## Stated task
Can you convert the material below into a Markdown table with the columns Row and Line, one numbered row per line and no blank lines? Leave the pictures out of the table.

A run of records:

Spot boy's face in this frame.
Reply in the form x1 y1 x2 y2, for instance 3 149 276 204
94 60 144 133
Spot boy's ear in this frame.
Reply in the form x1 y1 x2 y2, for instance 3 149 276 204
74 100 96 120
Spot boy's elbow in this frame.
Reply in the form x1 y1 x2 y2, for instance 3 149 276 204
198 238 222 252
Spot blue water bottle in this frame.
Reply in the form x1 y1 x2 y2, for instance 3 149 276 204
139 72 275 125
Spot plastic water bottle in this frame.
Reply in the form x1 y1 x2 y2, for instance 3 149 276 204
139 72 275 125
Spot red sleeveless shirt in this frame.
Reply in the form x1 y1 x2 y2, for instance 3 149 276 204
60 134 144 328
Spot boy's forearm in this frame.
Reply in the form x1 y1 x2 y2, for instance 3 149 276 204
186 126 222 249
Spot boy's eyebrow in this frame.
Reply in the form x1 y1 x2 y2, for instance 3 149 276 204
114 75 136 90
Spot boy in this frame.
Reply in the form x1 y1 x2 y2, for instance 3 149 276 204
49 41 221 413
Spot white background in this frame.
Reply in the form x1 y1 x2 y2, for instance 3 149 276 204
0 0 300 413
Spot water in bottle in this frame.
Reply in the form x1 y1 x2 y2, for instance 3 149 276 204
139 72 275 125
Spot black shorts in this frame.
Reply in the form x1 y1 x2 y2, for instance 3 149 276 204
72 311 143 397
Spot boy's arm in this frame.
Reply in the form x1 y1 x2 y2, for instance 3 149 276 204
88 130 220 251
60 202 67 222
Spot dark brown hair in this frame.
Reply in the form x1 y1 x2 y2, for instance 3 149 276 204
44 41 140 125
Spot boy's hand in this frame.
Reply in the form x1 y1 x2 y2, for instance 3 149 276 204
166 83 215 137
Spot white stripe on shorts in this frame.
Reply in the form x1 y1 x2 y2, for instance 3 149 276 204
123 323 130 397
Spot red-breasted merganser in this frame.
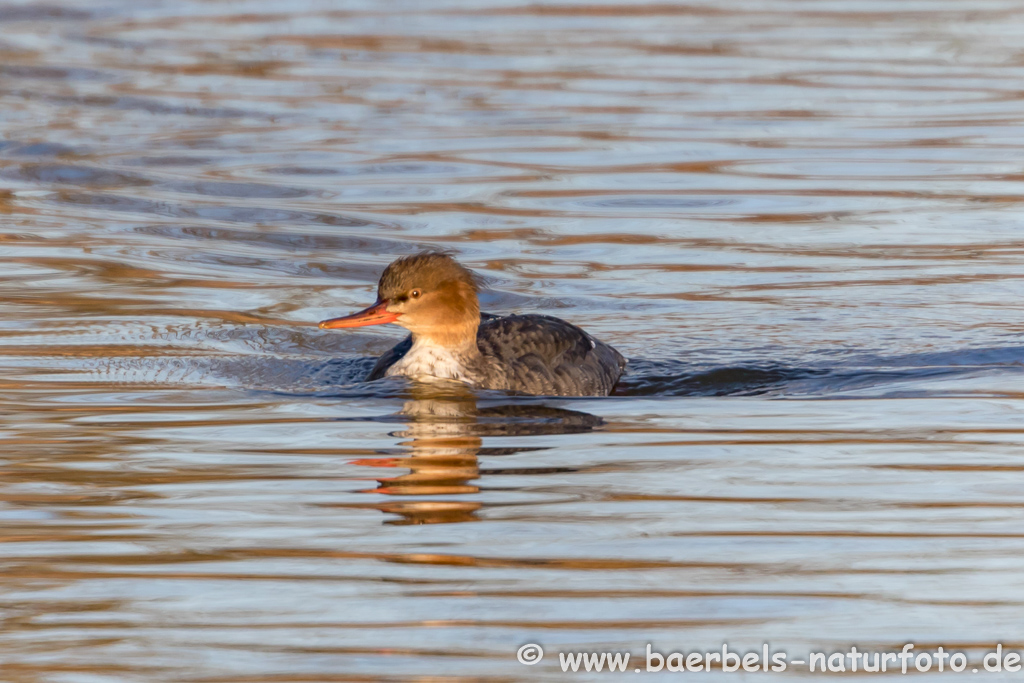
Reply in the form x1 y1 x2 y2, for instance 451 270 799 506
319 253 626 396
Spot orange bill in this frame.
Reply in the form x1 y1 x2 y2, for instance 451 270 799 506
319 301 401 330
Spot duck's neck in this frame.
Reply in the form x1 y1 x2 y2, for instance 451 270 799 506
413 321 480 358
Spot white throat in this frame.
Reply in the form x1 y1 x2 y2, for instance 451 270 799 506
385 337 466 381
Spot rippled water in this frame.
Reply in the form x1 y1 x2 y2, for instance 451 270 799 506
6 0 1024 682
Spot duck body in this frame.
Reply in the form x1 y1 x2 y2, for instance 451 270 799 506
367 313 626 396
319 253 626 396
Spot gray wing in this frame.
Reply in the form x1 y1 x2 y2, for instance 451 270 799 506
476 315 626 396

## The result
| Row | Line |
|---|---|
| 1 | Spot boy's face in this frame. |
| 2 | Reply in the form x1 y1 x2 y2, for instance 3 149 276 204 |
| 3 | 94 60 144 133 |
| 4 | Spot boy's ear in this frame. |
| 5 | Reply in the form x1 y1 x2 y2, for instance 3 149 276 204 |
| 6 | 74 100 96 120 |
| 7 | Spot boy's elbow in this frame. |
| 8 | Reply in the form x1 y1 x2 y2, for instance 3 149 276 204 |
| 9 | 198 238 222 252 |
| 10 | Spot blue water bottle in this frame. |
| 11 | Reply in the form x1 y1 x2 y2, for instance 3 149 276 204 |
| 12 | 139 72 275 125 |
| 13 | Spot plastic water bottle in this frame. |
| 14 | Reply in the form x1 y1 x2 y2, for instance 3 149 276 204 |
| 15 | 139 72 275 125 |
| 16 | Spot red sleeveless shirt in this frame. |
| 17 | Reply in the form x1 y1 x2 y2, for instance 3 149 276 204 |
| 18 | 60 134 144 328 |
| 19 | Spot boy's forearm in this frame. |
| 20 | Reply in the form x1 y1 x2 y2, for instance 3 149 276 204 |
| 21 | 186 126 222 249 |
| 22 | Spot boy's eyebrow in this frame. |
| 23 | Reply in the form x1 y1 x2 y2, for instance 3 149 276 204 |
| 24 | 114 75 136 90 |
| 25 | Spot boy in this frame. |
| 26 | Reply in the form x1 y1 x2 y2, for instance 3 149 276 204 |
| 27 | 49 41 221 413 |
| 28 | Spot white background in this frame. |
| 29 | Reply in the form x1 y1 x2 y2, for instance 3 149 276 204 |
| 30 | 0 0 300 413 |
| 31 | Spot water in bottle in this frame. |
| 32 | Reply in the form x1 y1 x2 y2, for instance 3 149 276 204 |
| 33 | 139 72 275 125 |
| 34 | Spot black shorts in this frame. |
| 35 | Reply in the form x1 y1 x2 y2, for instance 3 149 276 204 |
| 36 | 72 311 143 397 |
| 37 | Spot boy's arm in this frame. |
| 38 | Reply in the form x1 y1 x2 y2, for instance 3 149 276 204 |
| 39 | 88 130 220 251 |
| 40 | 60 202 67 222 |
| 41 | Spot dark brown hair in this frame. |
| 42 | Reply in the form x1 y1 x2 y2, for instance 3 149 276 204 |
| 43 | 44 41 140 125 |
| 44 | Spot boy's hand in this frame. |
| 45 | Reply in the form x1 y1 x2 y2, for instance 3 149 276 204 |
| 46 | 166 83 215 137 |
| 47 | Spot white stripe on shorts in this frame. |
| 48 | Reply in the form x1 y1 x2 y2, for instance 3 149 276 204 |
| 49 | 123 323 130 397 |
| 50 | Spot red-breasted merganser in this frame. |
| 51 | Reply in the form x1 y1 x2 y2, for instance 451 270 799 506 |
| 52 | 319 253 626 396 |
| 53 | Spot orange bill in this frame. |
| 54 | Reply in the form x1 y1 x2 y2, for instance 451 270 799 506 |
| 55 | 319 301 401 330 |
| 56 | Spot duck's neck in this frame. |
| 57 | Reply in the form x1 y1 x2 y2, for instance 451 270 799 506 |
| 58 | 413 321 480 358 |
| 59 | Spot white throat in this frame. |
| 60 | Reply in the form x1 y1 x2 y2, for instance 451 270 799 506 |
| 61 | 385 337 466 381 |
| 62 | Spot rippled water in this frame. |
| 63 | Reply in the form x1 y1 x2 y2, for instance 451 270 799 506 |
| 64 | 6 0 1024 682 |
| 65 | Spot duck body in this frame. |
| 66 | Reply in the form x1 y1 x2 y2, for instance 451 270 799 506 |
| 67 | 367 313 626 396 |
| 68 | 319 253 626 396 |
| 69 | Spot gray wing in this frame. |
| 70 | Reply in the form x1 y1 x2 y2, for instance 451 270 799 506 |
| 71 | 476 315 626 396 |